READING PASSAGE.
- Opening Delimiter -
The manuscript by Gimeno et al. summarizes the main virtual screening techniques commonly applied in the drug discovery field for hit identification. The different computational strategies are described illustrating the concepts they are based on, together with their own strengths and intrinsic limitations. Moreover, the topics of virtual screening validation and final hit selection are taken into account, and useful guidelines generally applicable when employing each of the described techniques are provided.

The manuscript is written and organized in a clear form that makes it easy to read by the non-expert researchers, to which the manuscript is primarily addressed, although some topics could be discussed more thoroughly. I believe that the manuscript can deserve publication after the following minor revisions.

Minor points.

The resolution of all figures appears to be too low and some figures are too small (i.e. figures 1, 4 and 5). I suggest to use figures with higher resolution, in general, and bigger versions of figure 1, 4 and 5).

- The first section of the manuscript (1. Virtual Screening) is rather short and does not properly introduce the topic. I would expect to find here more information about the advantages of using VS protocol for hit identification with respect to HTS or other strategies, possibly citing some reference example in which VS successfully led to important discoveries for the medicinal chemistry field. See as an example the paper by Irwin and Shoichet for successful case studies about docking-based VS campaigns (J Med Chem. 2016, 59, 4103-20)

- Page 3, lines 109-112. After this sentence, few lines about the different algorithms implemented in the software cited should be reported here.
- Closing Delimiter -
AVAILABLE DATA.
- Opening Delimiter -
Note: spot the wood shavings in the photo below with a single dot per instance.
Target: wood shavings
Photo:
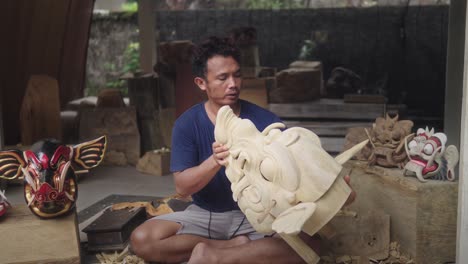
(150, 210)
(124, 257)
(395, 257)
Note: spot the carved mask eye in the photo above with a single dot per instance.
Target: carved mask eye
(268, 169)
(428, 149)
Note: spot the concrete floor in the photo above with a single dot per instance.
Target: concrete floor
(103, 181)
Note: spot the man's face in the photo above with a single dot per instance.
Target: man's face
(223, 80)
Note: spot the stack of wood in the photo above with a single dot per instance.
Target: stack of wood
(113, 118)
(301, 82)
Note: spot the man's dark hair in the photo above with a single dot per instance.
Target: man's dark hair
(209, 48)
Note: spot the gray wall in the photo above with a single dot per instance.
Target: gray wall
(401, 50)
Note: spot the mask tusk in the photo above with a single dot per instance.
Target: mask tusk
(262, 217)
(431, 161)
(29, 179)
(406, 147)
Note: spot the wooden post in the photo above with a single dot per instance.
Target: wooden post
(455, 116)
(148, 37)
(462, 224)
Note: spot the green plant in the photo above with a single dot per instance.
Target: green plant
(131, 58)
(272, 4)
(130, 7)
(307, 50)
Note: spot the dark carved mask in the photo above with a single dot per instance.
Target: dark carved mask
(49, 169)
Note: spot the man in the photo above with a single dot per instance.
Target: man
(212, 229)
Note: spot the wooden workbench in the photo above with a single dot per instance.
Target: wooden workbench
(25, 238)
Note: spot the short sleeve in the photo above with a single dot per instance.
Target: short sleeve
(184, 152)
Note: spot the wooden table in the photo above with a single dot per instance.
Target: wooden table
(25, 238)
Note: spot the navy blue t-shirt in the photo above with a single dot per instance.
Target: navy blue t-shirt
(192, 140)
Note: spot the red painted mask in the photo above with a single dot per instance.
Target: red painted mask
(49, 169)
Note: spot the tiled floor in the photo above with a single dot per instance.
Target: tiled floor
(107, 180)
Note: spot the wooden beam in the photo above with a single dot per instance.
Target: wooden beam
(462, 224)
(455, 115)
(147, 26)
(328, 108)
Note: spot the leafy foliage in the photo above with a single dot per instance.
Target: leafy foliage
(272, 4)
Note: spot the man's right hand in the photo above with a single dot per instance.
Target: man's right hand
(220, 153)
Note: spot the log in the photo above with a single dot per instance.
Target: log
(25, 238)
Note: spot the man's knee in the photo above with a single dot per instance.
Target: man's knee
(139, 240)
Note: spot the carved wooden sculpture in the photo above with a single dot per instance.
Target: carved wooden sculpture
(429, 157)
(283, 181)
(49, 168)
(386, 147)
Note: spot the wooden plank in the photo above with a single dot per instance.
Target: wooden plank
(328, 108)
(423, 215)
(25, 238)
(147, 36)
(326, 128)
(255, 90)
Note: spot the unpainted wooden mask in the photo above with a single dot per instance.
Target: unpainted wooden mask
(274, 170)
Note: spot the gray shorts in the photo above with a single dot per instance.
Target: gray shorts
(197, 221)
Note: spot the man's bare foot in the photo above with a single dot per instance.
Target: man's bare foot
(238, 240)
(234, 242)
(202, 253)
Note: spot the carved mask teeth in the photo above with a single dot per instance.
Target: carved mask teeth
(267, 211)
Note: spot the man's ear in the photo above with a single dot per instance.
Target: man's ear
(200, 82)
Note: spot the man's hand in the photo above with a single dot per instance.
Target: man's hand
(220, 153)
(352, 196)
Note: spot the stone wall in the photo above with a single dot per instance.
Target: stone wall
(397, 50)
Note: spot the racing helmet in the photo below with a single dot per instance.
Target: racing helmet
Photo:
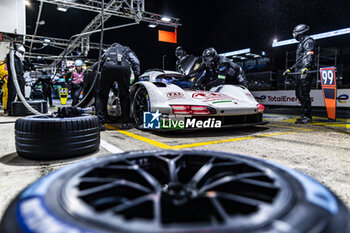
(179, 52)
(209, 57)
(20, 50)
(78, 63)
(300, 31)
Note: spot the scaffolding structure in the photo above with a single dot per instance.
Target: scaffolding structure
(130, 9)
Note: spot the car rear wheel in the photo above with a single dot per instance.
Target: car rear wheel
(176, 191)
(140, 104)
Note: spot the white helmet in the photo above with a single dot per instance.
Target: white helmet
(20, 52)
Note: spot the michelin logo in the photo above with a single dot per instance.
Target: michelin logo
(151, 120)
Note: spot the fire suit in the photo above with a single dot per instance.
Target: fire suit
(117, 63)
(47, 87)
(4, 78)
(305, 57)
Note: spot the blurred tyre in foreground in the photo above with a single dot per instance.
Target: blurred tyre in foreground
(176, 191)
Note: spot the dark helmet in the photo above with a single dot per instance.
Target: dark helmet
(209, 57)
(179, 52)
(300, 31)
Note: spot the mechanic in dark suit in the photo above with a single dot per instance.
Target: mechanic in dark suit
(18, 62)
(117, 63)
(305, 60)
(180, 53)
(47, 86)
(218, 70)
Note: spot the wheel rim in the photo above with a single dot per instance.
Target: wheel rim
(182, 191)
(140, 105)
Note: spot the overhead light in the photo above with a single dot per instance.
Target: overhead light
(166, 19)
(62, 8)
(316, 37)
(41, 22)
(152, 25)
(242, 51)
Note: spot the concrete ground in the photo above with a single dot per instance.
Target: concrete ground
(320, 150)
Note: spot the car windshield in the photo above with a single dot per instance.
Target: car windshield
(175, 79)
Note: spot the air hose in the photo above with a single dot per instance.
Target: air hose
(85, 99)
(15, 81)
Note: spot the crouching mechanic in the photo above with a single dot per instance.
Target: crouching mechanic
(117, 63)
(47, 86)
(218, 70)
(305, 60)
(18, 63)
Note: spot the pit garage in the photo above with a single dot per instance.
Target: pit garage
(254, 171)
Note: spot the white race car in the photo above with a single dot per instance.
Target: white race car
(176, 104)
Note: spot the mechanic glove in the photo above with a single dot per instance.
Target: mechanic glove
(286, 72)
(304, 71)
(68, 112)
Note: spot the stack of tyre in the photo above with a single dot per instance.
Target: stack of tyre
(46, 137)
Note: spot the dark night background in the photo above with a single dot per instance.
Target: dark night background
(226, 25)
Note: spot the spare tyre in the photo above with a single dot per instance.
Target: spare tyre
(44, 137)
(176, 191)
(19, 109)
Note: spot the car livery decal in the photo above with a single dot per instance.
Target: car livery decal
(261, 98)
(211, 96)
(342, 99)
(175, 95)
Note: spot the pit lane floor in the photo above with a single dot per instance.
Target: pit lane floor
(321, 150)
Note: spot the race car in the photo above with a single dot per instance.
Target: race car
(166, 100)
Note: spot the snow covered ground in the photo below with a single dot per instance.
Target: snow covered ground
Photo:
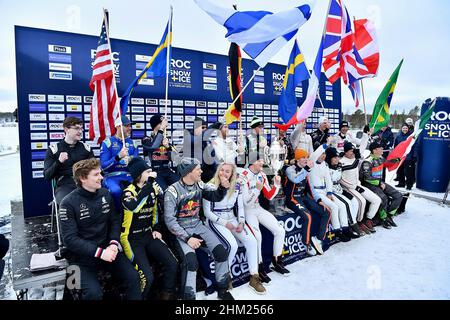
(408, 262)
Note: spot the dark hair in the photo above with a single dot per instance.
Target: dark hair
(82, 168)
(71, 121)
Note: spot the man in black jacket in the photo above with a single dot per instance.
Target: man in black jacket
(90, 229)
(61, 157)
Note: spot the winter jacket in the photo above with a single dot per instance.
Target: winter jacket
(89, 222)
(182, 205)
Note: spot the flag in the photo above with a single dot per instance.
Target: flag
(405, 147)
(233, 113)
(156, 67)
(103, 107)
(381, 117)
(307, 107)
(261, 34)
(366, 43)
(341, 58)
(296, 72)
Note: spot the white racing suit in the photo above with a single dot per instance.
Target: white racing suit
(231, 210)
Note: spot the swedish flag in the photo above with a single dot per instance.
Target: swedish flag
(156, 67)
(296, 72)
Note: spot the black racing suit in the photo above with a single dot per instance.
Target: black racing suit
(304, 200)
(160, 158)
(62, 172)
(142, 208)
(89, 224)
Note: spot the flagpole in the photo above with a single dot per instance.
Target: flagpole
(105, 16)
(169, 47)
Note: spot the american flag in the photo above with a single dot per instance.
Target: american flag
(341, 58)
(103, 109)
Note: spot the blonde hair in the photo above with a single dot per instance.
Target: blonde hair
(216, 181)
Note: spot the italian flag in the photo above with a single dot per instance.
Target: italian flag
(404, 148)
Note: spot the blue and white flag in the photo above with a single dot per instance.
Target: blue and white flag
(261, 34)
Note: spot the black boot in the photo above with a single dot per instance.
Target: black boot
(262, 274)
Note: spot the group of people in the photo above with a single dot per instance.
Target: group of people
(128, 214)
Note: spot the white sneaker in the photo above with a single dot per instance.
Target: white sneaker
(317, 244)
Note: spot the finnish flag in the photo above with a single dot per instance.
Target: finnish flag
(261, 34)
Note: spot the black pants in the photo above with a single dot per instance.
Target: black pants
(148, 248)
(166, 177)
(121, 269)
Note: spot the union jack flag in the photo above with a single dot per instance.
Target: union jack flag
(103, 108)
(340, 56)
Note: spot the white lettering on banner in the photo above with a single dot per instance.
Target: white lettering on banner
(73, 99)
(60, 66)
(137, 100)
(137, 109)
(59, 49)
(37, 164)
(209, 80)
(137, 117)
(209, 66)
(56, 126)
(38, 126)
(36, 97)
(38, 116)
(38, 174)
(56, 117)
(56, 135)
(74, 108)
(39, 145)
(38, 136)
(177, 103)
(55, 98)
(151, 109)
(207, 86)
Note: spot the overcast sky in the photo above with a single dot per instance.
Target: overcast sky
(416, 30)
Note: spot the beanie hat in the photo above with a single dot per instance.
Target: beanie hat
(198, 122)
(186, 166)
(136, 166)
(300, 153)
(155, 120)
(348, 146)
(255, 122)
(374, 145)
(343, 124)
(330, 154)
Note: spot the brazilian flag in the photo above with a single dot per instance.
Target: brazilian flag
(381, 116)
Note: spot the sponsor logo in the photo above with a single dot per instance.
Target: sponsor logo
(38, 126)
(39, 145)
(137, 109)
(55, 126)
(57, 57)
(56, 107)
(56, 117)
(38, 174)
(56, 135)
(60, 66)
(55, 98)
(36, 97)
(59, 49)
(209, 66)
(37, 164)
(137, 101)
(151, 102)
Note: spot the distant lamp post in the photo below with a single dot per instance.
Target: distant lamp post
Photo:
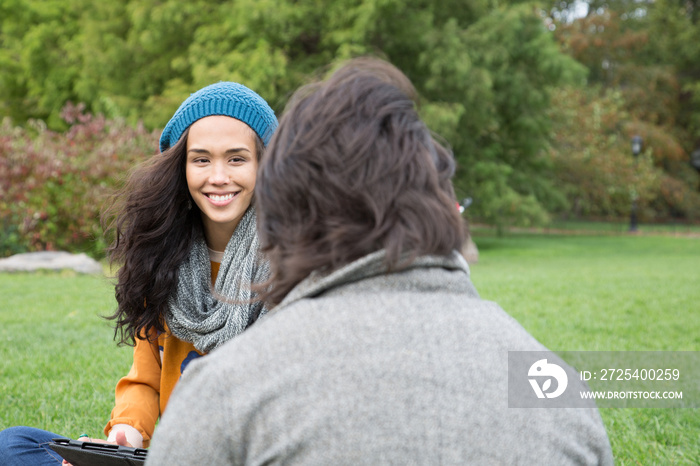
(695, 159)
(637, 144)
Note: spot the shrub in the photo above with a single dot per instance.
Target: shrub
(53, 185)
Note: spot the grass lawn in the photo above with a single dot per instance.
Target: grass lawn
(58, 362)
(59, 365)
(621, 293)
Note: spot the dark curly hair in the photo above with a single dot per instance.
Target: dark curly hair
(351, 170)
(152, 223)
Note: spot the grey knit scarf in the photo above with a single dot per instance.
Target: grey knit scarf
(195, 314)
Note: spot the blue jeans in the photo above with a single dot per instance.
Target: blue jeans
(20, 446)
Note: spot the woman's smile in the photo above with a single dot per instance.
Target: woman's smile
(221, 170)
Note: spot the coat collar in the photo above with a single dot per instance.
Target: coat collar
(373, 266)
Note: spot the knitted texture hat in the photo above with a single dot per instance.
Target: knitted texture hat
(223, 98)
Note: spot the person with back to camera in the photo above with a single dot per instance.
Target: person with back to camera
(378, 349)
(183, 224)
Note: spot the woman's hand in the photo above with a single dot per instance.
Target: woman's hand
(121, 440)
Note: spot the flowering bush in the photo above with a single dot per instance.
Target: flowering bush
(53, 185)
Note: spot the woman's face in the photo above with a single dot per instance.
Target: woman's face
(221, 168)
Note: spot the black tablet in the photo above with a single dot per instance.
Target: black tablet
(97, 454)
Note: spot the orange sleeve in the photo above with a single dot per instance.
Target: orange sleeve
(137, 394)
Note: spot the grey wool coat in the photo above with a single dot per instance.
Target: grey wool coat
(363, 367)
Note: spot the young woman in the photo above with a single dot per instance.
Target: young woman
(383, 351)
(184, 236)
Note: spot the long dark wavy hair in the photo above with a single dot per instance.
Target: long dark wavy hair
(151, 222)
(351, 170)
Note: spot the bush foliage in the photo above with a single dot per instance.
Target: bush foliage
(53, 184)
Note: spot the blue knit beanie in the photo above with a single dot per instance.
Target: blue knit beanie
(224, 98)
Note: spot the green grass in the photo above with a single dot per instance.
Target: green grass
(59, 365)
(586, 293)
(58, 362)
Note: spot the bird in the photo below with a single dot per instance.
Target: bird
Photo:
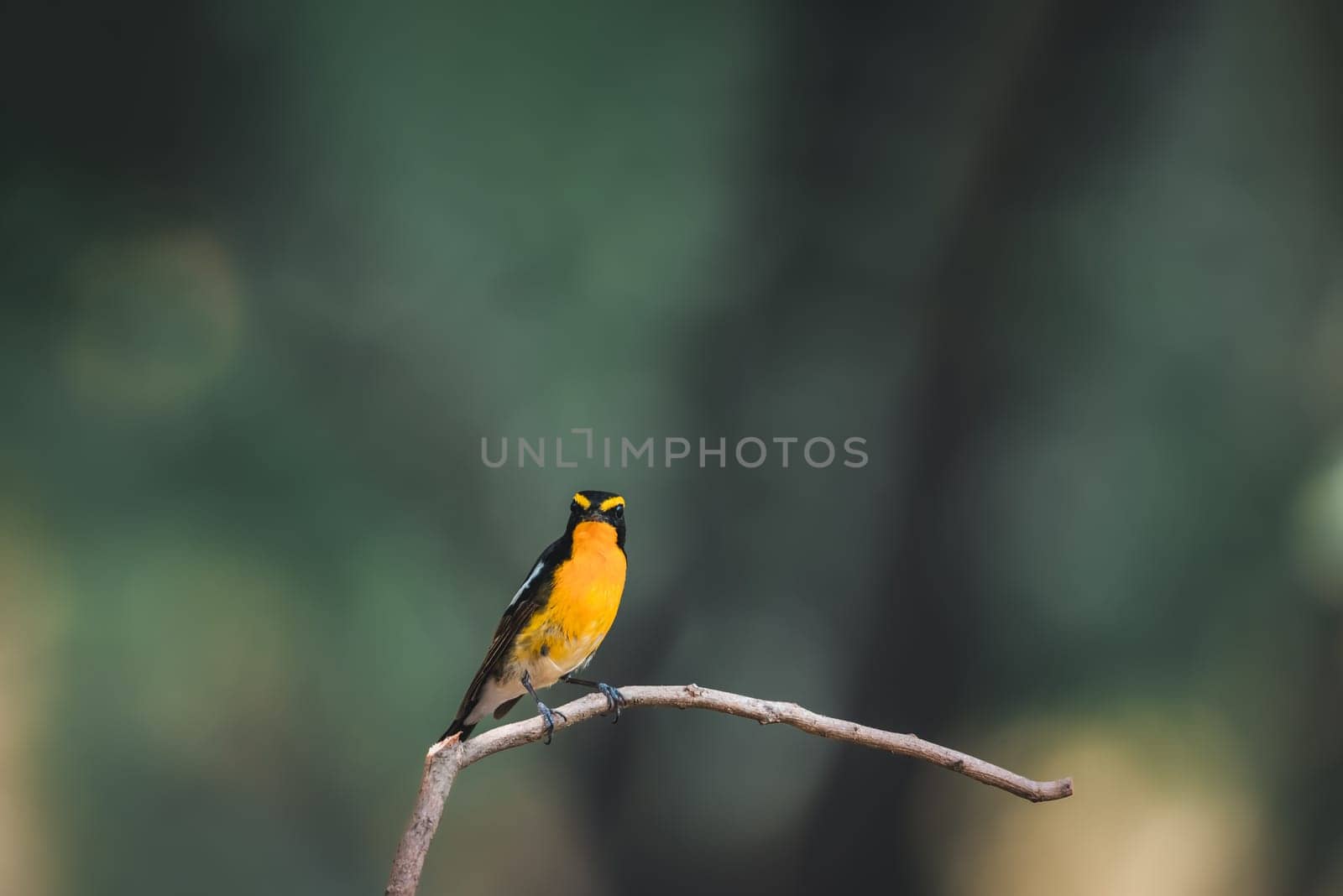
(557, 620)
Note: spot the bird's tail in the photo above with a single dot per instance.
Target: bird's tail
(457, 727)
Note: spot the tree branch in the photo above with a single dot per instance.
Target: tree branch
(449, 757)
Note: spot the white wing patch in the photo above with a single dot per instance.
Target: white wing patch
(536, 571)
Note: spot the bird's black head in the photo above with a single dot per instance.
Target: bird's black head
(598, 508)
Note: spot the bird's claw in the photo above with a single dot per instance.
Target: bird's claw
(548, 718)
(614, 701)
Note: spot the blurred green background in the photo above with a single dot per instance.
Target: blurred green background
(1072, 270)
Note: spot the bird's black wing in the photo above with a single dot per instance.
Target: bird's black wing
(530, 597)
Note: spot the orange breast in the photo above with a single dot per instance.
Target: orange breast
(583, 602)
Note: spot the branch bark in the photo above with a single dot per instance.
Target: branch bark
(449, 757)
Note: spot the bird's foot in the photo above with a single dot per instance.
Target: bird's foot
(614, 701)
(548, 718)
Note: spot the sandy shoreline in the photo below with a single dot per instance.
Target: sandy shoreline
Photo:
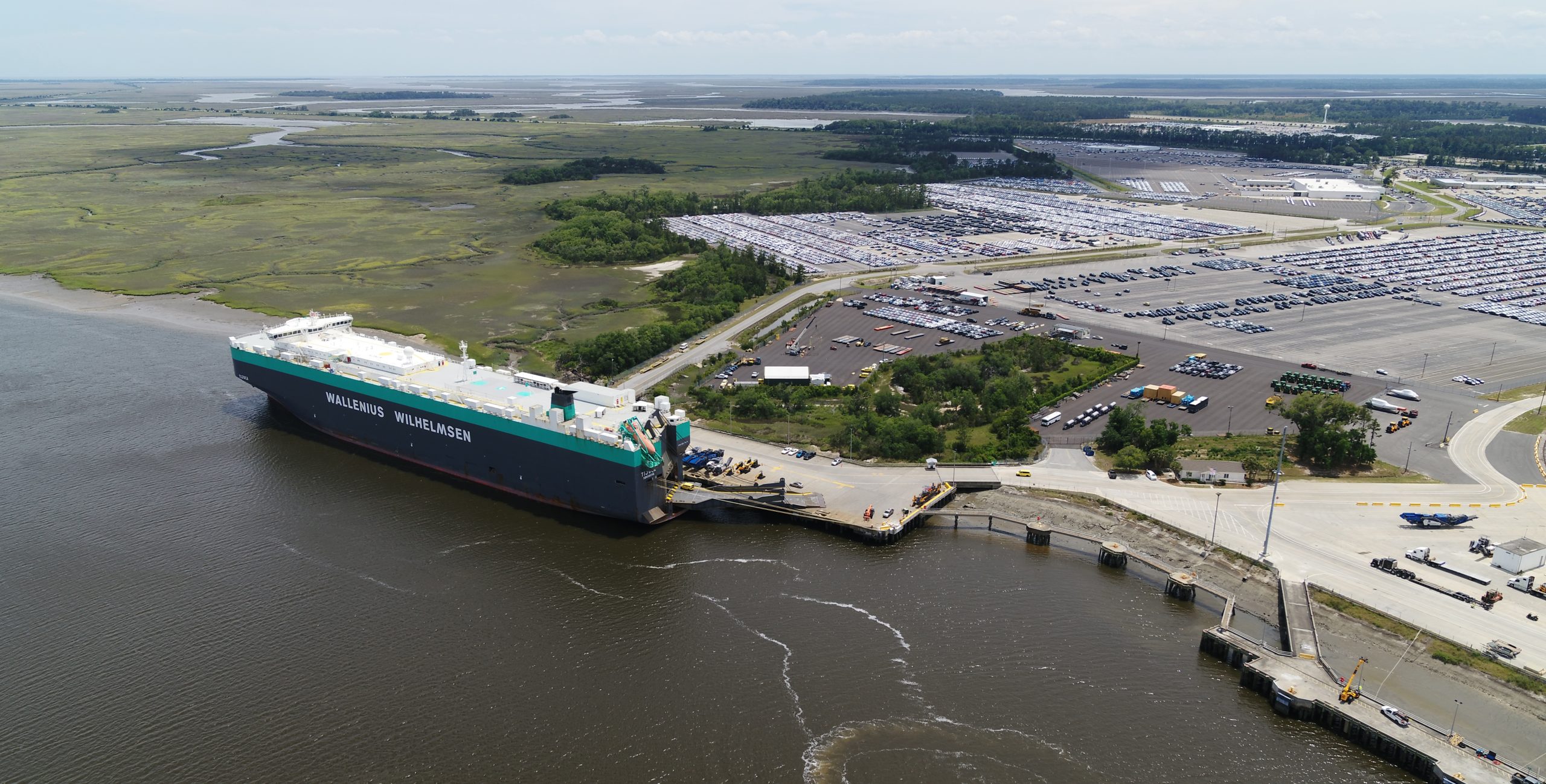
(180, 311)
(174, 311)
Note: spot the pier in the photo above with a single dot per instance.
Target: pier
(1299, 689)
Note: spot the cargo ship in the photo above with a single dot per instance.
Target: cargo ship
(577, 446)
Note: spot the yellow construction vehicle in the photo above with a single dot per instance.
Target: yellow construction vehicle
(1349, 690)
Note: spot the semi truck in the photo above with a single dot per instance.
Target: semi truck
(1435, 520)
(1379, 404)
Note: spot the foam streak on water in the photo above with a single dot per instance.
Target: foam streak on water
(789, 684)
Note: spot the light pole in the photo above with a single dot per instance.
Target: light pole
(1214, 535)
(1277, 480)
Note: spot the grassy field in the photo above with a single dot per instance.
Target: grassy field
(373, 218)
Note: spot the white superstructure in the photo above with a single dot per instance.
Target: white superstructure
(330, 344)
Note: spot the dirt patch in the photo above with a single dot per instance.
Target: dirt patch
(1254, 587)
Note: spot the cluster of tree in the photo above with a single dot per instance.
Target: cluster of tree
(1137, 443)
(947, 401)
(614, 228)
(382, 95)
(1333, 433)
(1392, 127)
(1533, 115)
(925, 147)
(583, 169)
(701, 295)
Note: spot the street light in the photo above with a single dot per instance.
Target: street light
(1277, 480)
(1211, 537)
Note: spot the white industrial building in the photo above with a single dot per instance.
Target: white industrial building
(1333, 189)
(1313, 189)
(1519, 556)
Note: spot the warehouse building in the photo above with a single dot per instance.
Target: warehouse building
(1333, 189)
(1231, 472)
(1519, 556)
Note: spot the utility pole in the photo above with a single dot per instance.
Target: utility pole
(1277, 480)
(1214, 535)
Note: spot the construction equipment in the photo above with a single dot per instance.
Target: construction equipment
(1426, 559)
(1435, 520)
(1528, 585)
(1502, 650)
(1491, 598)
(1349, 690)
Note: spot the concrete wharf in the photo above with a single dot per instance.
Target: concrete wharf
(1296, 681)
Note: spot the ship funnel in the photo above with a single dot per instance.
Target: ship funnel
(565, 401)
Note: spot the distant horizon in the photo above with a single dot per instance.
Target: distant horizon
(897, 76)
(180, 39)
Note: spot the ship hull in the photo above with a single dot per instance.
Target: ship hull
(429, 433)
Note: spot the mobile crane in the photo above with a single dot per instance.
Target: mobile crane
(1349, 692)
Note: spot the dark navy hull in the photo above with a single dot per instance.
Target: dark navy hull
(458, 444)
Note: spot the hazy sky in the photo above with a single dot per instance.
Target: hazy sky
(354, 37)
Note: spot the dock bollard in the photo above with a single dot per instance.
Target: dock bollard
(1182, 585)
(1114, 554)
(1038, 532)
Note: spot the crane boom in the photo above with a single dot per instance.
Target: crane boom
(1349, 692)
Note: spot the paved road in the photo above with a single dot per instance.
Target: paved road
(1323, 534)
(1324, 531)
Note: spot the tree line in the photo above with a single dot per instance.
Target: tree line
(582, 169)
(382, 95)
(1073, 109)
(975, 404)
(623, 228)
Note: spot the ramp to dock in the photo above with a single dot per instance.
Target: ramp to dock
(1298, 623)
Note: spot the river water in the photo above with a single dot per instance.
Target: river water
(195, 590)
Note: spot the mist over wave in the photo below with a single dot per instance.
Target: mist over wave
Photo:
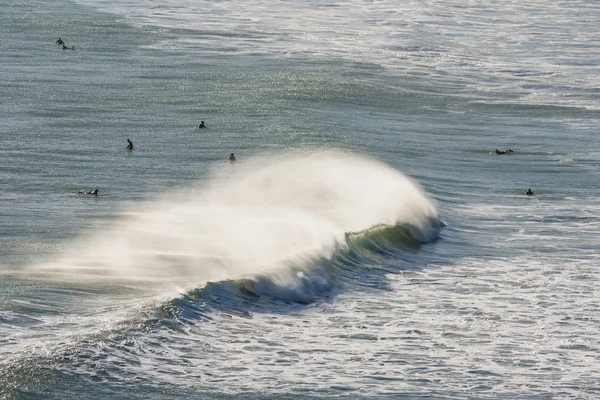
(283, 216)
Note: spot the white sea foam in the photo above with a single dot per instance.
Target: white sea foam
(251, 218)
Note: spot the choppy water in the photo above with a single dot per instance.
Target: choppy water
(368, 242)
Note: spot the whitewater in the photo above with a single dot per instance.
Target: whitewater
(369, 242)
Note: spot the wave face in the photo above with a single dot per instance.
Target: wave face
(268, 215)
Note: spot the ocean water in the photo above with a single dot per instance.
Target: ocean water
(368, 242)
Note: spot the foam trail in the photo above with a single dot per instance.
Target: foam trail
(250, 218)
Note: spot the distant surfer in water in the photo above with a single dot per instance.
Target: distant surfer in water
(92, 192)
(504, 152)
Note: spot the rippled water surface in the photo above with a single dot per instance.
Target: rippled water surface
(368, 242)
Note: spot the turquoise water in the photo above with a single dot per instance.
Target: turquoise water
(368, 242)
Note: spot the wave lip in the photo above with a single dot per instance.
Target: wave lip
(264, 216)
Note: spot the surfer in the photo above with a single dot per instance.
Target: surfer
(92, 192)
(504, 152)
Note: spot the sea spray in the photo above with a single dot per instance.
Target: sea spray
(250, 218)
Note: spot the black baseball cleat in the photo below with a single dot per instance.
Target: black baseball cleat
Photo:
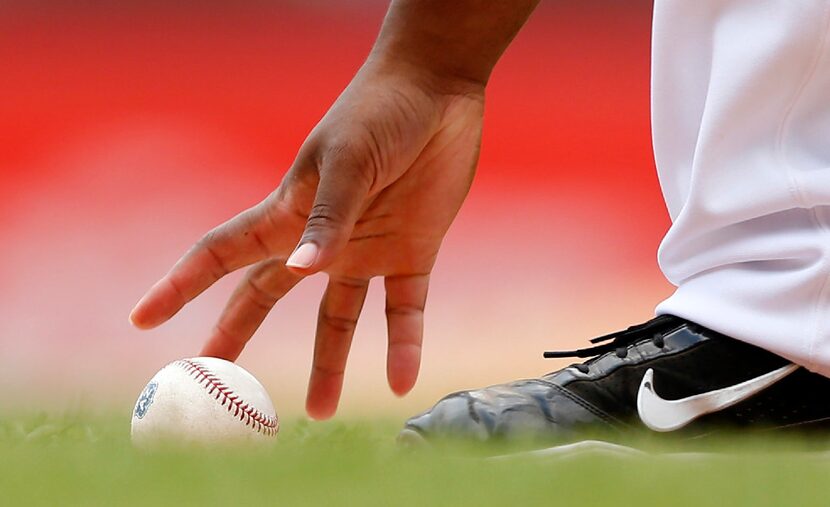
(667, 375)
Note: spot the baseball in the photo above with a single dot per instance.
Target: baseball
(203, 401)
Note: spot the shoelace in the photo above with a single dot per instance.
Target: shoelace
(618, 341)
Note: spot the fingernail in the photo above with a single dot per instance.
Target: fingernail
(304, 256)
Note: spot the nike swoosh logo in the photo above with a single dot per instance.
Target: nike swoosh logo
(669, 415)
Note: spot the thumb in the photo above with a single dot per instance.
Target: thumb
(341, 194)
- Closing Delimiter -
REQUIRED ACTION 1. In the review of the virtual screening manuscript, which figures does the reviewer single out as too small?
REQUIRED ACTION 2. In the review of the virtual screening manuscript, why does the reviewer ask for more content in the first section, and what should that content cover?

ANSWER BOX 1. Figures 1, 4 and 5.

ANSWER BOX 2. The reviewer finds the first section, "1. Virtual Screening," rather short and says it does not properly introduce the topic. It should say more about the advantages of a VS protocol for hit identification compared with HTS or other strategies. It could also cite examples of VS leading to important medicinal chemistry discoveries, such as the docking-based case studies by Irwin and Shoichet.